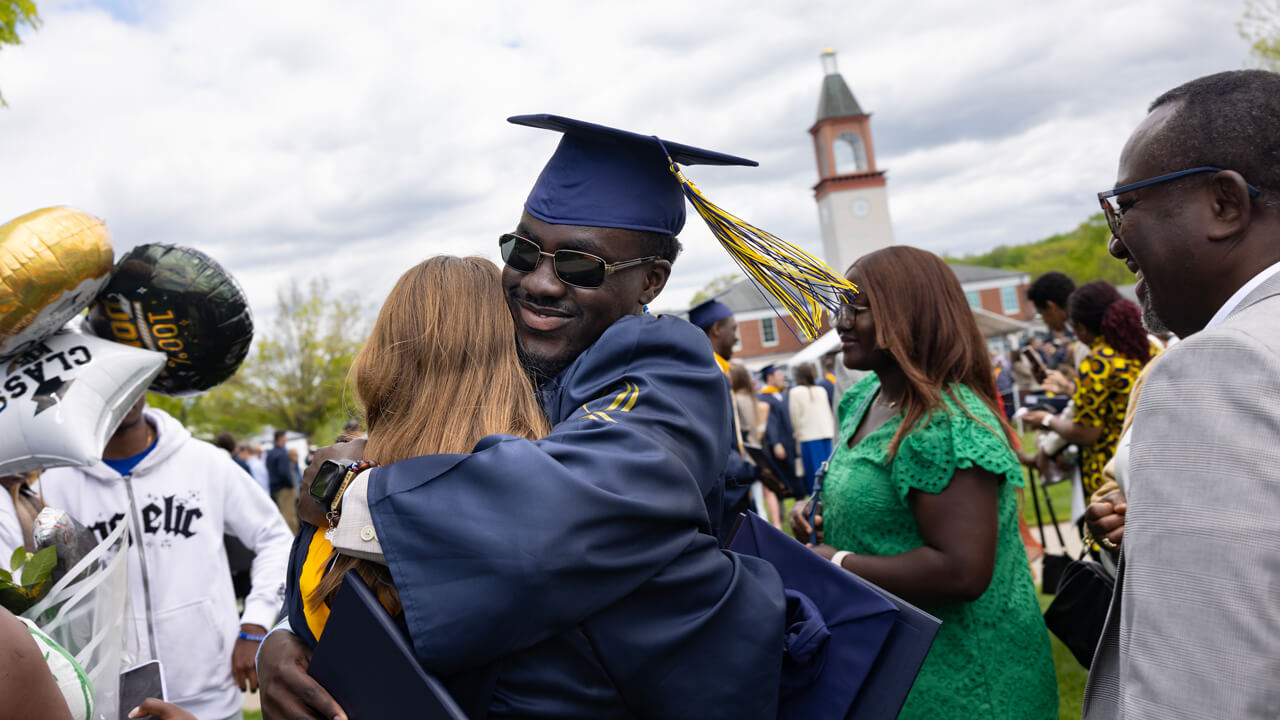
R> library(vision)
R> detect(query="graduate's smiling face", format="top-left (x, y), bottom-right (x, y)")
top-left (502, 213), bottom-right (671, 384)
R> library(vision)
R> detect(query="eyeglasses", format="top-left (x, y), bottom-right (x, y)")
top-left (1098, 165), bottom-right (1262, 234)
top-left (498, 233), bottom-right (662, 290)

....

Exercise description: Reproduce every entry word for word, but skip any pictures.

Task output:
R> library(vision)
R> detect(query="graduate's smiling face", format="top-left (x, y), bottom-right (x, y)")
top-left (502, 213), bottom-right (671, 384)
R> library(vision)
R> detect(query="eyeglasses", format="top-left (x, y), bottom-right (x, y)")
top-left (1098, 165), bottom-right (1262, 234)
top-left (498, 233), bottom-right (662, 290)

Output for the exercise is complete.